Write out only the tail of the records, beginning at the line containing "Task: put a point on every instance of the snow-covered mountain" and including the last line, exactly as written.

• **Record list**
====================

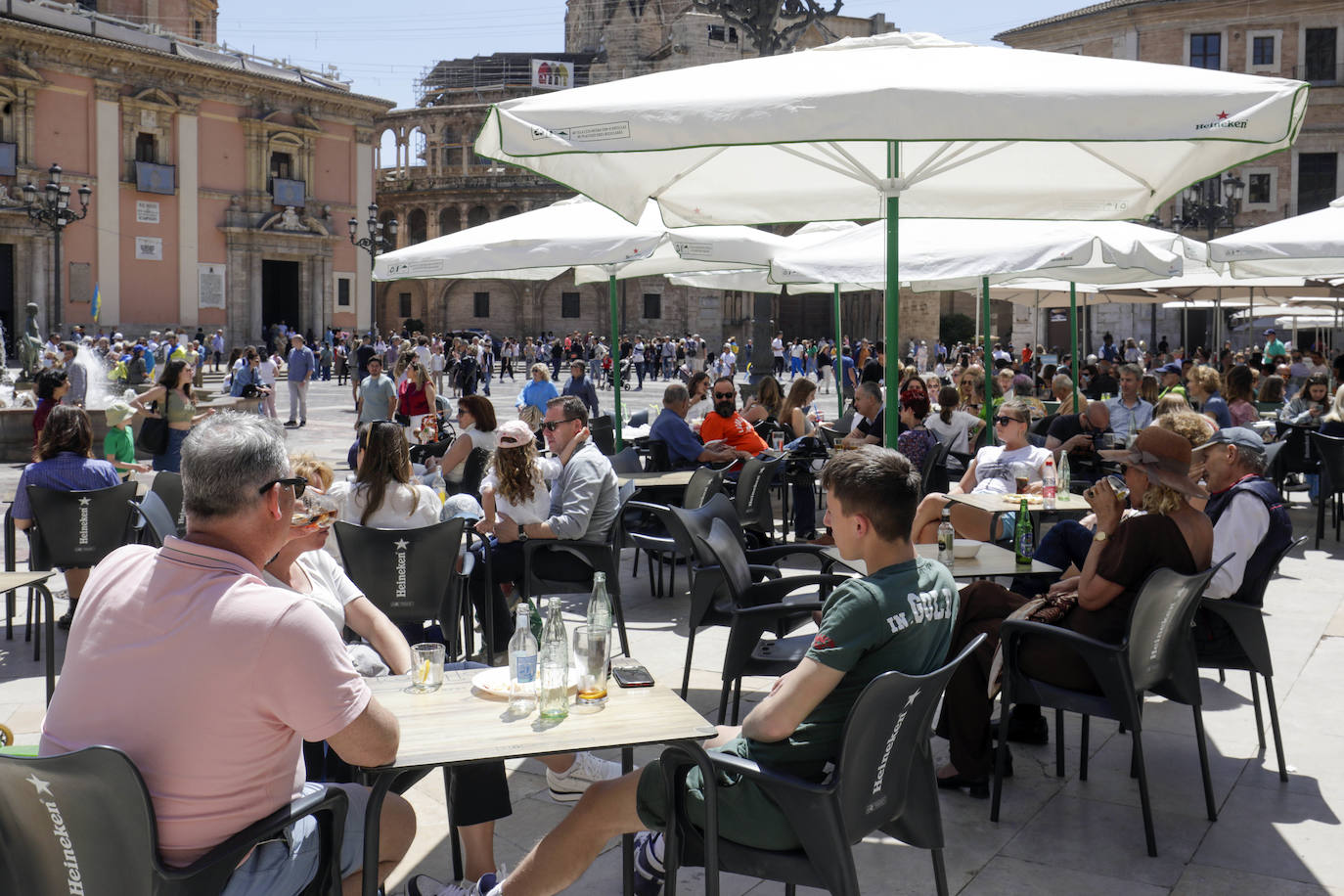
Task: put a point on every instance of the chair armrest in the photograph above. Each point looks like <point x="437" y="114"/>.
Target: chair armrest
<point x="330" y="805"/>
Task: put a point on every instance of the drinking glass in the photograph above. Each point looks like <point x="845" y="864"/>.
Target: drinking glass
<point x="592" y="651"/>
<point x="426" y="668"/>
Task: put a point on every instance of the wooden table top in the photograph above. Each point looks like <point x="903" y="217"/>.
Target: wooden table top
<point x="989" y="561"/>
<point x="650" y="478"/>
<point x="1071" y="504"/>
<point x="11" y="580"/>
<point x="457" y="723"/>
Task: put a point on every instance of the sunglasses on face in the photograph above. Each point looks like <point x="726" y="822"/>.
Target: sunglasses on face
<point x="295" y="482"/>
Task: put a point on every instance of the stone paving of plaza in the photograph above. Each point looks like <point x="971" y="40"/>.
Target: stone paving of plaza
<point x="1055" y="835"/>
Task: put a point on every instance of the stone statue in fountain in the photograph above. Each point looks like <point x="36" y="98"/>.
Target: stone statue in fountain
<point x="29" y="347"/>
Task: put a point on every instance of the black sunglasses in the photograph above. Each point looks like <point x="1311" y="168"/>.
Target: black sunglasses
<point x="295" y="482"/>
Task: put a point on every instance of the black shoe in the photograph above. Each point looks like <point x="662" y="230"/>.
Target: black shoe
<point x="1030" y="730"/>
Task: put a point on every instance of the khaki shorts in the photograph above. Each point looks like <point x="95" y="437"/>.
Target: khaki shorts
<point x="746" y="814"/>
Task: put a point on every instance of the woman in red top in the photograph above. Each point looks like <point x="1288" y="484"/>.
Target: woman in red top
<point x="414" y="399"/>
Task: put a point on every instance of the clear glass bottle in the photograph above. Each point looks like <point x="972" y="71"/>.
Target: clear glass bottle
<point x="553" y="675"/>
<point x="521" y="665"/>
<point x="946" y="536"/>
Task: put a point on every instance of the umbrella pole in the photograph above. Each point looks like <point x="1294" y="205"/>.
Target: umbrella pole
<point x="615" y="357"/>
<point x="989" y="359"/>
<point x="836" y="366"/>
<point x="893" y="310"/>
<point x="1073" y="336"/>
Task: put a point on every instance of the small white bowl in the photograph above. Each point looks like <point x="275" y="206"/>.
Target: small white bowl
<point x="965" y="548"/>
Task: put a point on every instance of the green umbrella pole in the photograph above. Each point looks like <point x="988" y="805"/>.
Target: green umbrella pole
<point x="893" y="312"/>
<point x="836" y="364"/>
<point x="615" y="357"/>
<point x="1073" y="336"/>
<point x="989" y="377"/>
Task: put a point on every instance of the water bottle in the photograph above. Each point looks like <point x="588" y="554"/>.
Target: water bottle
<point x="521" y="665"/>
<point x="946" y="536"/>
<point x="553" y="677"/>
<point x="1023" y="540"/>
<point x="600" y="605"/>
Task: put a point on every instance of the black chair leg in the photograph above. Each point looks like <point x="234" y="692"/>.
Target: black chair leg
<point x="940" y="872"/>
<point x="1082" y="758"/>
<point x="1260" y="718"/>
<point x="1273" y="722"/>
<point x="1142" y="794"/>
<point x="1059" y="741"/>
<point x="1203" y="765"/>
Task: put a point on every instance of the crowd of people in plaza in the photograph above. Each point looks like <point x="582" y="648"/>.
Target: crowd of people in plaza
<point x="246" y="598"/>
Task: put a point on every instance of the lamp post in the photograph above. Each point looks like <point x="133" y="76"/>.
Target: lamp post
<point x="374" y="244"/>
<point x="53" y="209"/>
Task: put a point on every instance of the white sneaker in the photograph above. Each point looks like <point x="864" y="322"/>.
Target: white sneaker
<point x="586" y="769"/>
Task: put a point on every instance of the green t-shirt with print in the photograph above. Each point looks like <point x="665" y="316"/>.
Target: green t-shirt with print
<point x="118" y="445"/>
<point x="895" y="619"/>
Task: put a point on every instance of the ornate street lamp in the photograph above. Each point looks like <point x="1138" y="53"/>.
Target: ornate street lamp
<point x="1203" y="207"/>
<point x="374" y="245"/>
<point x="53" y="209"/>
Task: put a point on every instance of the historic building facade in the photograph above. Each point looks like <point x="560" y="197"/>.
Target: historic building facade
<point x="1281" y="38"/>
<point x="435" y="184"/>
<point x="221" y="183"/>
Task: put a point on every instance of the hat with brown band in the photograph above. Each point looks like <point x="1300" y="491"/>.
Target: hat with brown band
<point x="1164" y="457"/>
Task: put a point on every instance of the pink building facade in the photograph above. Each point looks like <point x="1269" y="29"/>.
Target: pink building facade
<point x="221" y="186"/>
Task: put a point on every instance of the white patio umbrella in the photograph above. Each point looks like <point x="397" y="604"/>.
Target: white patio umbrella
<point x="1309" y="245"/>
<point x="859" y="126"/>
<point x="539" y="246"/>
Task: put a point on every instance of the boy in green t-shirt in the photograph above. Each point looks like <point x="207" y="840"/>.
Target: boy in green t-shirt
<point x="117" y="446"/>
<point x="899" y="617"/>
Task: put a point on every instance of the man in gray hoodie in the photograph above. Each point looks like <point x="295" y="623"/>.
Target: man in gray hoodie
<point x="584" y="508"/>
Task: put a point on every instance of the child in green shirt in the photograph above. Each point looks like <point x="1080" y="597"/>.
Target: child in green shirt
<point x="117" y="446"/>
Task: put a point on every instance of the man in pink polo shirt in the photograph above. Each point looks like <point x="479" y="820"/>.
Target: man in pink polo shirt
<point x="210" y="679"/>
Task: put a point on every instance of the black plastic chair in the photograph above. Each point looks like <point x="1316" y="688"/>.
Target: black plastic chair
<point x="103" y="809"/>
<point x="155" y="522"/>
<point x="1329" y="449"/>
<point x="601" y="557"/>
<point x="1157" y="654"/>
<point x="167" y="485"/>
<point x="758" y="607"/>
<point x="473" y="470"/>
<point x="753" y="500"/>
<point x="883" y="780"/>
<point x="1242" y="614"/>
<point x="410" y="575"/>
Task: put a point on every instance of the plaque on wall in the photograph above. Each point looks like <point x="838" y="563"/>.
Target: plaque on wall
<point x="210" y="288"/>
<point x="150" y="248"/>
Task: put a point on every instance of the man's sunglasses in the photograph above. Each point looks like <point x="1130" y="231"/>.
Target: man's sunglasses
<point x="295" y="482"/>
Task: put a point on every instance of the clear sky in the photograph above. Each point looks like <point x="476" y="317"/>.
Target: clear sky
<point x="384" y="46"/>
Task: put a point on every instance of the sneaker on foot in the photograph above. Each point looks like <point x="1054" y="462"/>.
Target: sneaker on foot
<point x="586" y="769"/>
<point x="650" y="870"/>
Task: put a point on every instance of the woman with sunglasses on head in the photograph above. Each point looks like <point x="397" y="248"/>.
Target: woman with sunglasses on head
<point x="992" y="471"/>
<point x="384" y="493"/>
<point x="1096" y="604"/>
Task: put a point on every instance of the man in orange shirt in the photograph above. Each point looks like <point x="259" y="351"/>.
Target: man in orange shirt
<point x="729" y="427"/>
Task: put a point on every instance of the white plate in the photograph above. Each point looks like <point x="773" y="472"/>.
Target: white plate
<point x="495" y="681"/>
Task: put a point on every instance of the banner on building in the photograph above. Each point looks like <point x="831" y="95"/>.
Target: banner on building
<point x="150" y="248"/>
<point x="552" y="74"/>
<point x="210" y="285"/>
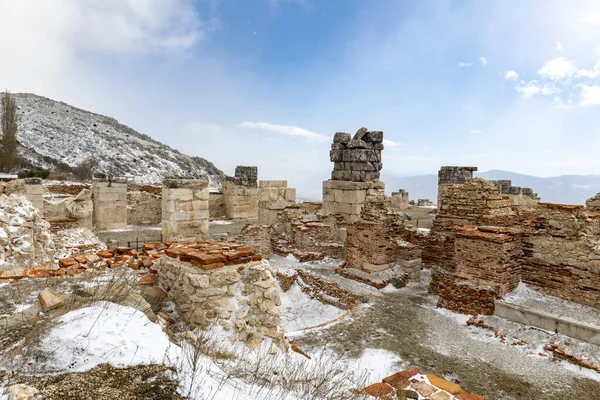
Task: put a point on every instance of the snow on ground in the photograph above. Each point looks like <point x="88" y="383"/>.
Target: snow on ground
<point x="103" y="332"/>
<point x="299" y="311"/>
<point x="378" y="363"/>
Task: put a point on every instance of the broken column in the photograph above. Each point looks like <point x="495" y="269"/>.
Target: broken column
<point x="357" y="162"/>
<point x="34" y="192"/>
<point x="110" y="204"/>
<point x="185" y="210"/>
<point x="241" y="194"/>
<point x="272" y="197"/>
<point x="452" y="175"/>
<point x="399" y="200"/>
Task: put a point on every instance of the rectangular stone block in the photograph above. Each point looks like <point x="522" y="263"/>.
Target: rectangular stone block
<point x="272" y="184"/>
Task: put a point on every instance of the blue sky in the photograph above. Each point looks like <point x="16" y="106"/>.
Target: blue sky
<point x="498" y="84"/>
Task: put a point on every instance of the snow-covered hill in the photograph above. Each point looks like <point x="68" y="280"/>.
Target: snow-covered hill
<point x="54" y="135"/>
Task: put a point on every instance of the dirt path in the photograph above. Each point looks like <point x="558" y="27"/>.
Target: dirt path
<point x="405" y="323"/>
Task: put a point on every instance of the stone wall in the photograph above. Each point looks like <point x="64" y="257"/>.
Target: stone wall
<point x="399" y="200"/>
<point x="482" y="239"/>
<point x="273" y="196"/>
<point x="216" y="205"/>
<point x="34" y="192"/>
<point x="257" y="237"/>
<point x="347" y="198"/>
<point x="452" y="175"/>
<point x="357" y="158"/>
<point x="184" y="209"/>
<point x="25" y="238"/>
<point x="241" y="194"/>
<point x="144" y="208"/>
<point x="218" y="283"/>
<point x="110" y="205"/>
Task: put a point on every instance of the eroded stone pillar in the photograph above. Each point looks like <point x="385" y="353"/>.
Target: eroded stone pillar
<point x="185" y="213"/>
<point x="110" y="204"/>
<point x="34" y="192"/>
<point x="241" y="194"/>
<point x="451" y="175"/>
<point x="399" y="200"/>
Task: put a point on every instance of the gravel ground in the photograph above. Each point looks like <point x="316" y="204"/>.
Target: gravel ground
<point x="406" y="323"/>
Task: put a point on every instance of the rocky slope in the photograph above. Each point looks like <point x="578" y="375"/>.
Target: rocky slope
<point x="56" y="136"/>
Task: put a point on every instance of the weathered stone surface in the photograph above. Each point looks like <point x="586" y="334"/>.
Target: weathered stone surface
<point x="49" y="299"/>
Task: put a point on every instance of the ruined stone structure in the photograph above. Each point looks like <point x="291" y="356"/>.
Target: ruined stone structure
<point x="110" y="204"/>
<point x="34" y="192"/>
<point x="241" y="194"/>
<point x="483" y="243"/>
<point x="450" y="175"/>
<point x="225" y="284"/>
<point x="184" y="209"/>
<point x="25" y="238"/>
<point x="257" y="237"/>
<point x="399" y="200"/>
<point x="357" y="158"/>
<point x="273" y="196"/>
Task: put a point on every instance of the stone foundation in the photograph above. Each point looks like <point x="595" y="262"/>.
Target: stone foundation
<point x="185" y="209"/>
<point x="241" y="297"/>
<point x="110" y="205"/>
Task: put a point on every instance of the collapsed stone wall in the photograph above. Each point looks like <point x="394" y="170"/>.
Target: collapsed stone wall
<point x="213" y="283"/>
<point x="25" y="238"/>
<point x="399" y="200"/>
<point x="257" y="237"/>
<point x="144" y="208"/>
<point x="484" y="242"/>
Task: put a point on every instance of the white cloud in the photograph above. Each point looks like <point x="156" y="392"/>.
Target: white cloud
<point x="532" y="88"/>
<point x="557" y="68"/>
<point x="590" y="95"/>
<point x="286" y="130"/>
<point x="511" y="76"/>
<point x="390" y="143"/>
<point x="591" y="73"/>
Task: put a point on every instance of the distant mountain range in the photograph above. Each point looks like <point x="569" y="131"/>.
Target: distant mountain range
<point x="565" y="189"/>
<point x="56" y="136"/>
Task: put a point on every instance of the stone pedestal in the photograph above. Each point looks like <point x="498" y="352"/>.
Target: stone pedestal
<point x="34" y="192"/>
<point x="185" y="210"/>
<point x="347" y="198"/>
<point x="110" y="205"/>
<point x="272" y="197"/>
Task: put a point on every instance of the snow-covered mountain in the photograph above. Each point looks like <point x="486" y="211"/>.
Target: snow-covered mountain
<point x="56" y="136"/>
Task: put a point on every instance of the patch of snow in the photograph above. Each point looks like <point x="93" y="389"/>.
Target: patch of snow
<point x="378" y="363"/>
<point x="291" y="257"/>
<point x="221" y="222"/>
<point x="299" y="311"/>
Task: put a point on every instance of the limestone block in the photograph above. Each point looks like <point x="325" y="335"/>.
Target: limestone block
<point x="272" y="184"/>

====================

• **Problem solution**
Task: put a point on every instance of the snow-covered mountain in the photograph above. Each point looks like <point x="486" y="211"/>.
Target: snow-covered mountain
<point x="56" y="136"/>
Task: put a point on every instance of the patch of snow in the photograph above. Each point looks like <point x="93" y="389"/>.
Target: patch of snow
<point x="378" y="363"/>
<point x="291" y="257"/>
<point x="221" y="222"/>
<point x="299" y="311"/>
Task: put a point on every instance of the limestone block in the photograph above. Each point looks like <point x="325" y="335"/>.
Target: limestone block
<point x="272" y="184"/>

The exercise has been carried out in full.